▸ **SUPPLIED RECORDS**:
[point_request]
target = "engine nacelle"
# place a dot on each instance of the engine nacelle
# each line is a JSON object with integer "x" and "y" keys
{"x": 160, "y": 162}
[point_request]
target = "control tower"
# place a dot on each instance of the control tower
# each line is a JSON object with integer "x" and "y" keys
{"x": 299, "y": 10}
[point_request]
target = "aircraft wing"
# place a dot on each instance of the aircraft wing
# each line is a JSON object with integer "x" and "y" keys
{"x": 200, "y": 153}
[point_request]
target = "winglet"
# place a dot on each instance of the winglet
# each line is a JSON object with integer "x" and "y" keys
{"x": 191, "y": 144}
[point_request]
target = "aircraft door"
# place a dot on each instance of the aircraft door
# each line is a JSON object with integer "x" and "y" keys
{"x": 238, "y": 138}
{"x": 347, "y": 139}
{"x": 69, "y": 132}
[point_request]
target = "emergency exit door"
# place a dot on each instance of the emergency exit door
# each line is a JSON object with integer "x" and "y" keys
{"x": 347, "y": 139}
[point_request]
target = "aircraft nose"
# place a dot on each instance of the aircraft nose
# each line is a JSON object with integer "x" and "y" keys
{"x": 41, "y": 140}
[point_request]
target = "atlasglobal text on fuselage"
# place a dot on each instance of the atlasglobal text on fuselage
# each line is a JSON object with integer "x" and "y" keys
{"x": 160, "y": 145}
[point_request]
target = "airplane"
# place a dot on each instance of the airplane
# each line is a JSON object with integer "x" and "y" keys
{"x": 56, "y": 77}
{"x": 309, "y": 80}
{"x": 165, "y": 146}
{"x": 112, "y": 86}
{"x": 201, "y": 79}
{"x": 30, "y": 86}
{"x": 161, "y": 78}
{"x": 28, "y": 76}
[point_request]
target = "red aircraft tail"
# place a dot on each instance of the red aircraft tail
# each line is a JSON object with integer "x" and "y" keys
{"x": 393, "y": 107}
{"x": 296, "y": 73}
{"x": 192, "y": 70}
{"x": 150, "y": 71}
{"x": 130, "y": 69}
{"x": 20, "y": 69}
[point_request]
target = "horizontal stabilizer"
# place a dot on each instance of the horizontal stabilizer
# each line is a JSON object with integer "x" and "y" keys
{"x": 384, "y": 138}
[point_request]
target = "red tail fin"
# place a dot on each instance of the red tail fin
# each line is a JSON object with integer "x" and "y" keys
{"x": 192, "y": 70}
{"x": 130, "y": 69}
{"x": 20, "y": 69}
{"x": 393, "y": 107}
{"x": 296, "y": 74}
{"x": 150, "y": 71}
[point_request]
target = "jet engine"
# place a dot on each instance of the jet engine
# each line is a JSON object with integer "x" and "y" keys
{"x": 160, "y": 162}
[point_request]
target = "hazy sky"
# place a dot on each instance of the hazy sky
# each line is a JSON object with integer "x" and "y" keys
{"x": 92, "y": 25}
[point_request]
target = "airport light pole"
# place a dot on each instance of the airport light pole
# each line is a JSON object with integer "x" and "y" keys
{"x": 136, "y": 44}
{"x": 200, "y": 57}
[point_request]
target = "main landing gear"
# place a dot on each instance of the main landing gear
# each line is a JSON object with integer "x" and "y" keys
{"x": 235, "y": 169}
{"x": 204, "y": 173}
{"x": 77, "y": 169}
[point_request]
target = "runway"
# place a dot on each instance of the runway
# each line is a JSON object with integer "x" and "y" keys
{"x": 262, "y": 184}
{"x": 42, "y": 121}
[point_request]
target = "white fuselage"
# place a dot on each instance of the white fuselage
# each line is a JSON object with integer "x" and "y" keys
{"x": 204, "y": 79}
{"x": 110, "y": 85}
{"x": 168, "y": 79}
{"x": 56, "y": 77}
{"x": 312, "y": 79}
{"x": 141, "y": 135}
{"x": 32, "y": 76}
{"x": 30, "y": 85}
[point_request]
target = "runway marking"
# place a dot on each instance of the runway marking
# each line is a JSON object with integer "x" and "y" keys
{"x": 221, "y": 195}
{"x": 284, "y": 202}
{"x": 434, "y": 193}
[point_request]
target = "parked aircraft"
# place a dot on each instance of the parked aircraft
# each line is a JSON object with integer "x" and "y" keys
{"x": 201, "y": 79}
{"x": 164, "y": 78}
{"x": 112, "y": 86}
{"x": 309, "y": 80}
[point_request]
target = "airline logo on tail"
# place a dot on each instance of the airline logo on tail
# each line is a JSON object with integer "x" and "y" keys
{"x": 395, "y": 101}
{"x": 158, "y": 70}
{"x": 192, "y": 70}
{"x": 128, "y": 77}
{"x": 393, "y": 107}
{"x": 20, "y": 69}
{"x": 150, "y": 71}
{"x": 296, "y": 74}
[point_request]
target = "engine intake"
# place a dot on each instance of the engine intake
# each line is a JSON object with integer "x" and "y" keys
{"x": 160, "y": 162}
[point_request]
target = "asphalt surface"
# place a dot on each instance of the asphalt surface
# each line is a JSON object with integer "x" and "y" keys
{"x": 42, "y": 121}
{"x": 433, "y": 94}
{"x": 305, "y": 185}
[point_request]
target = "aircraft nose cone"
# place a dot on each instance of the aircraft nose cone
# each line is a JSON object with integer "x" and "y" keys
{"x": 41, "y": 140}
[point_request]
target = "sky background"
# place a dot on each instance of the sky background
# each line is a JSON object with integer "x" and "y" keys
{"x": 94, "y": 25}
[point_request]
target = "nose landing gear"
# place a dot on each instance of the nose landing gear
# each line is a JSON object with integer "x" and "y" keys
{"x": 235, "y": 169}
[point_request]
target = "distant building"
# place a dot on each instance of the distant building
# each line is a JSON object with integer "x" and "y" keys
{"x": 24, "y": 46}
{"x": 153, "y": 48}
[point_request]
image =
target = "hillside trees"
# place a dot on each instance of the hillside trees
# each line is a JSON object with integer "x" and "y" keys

▸ **EXERCISE DETAILS**: Return each line above that contains the string "stabilizer", copying them in their original order.

▸ **FULL RESPONSE**:
target = "horizontal stabilizer"
# place a dot on each instance of the horizontal stabilizer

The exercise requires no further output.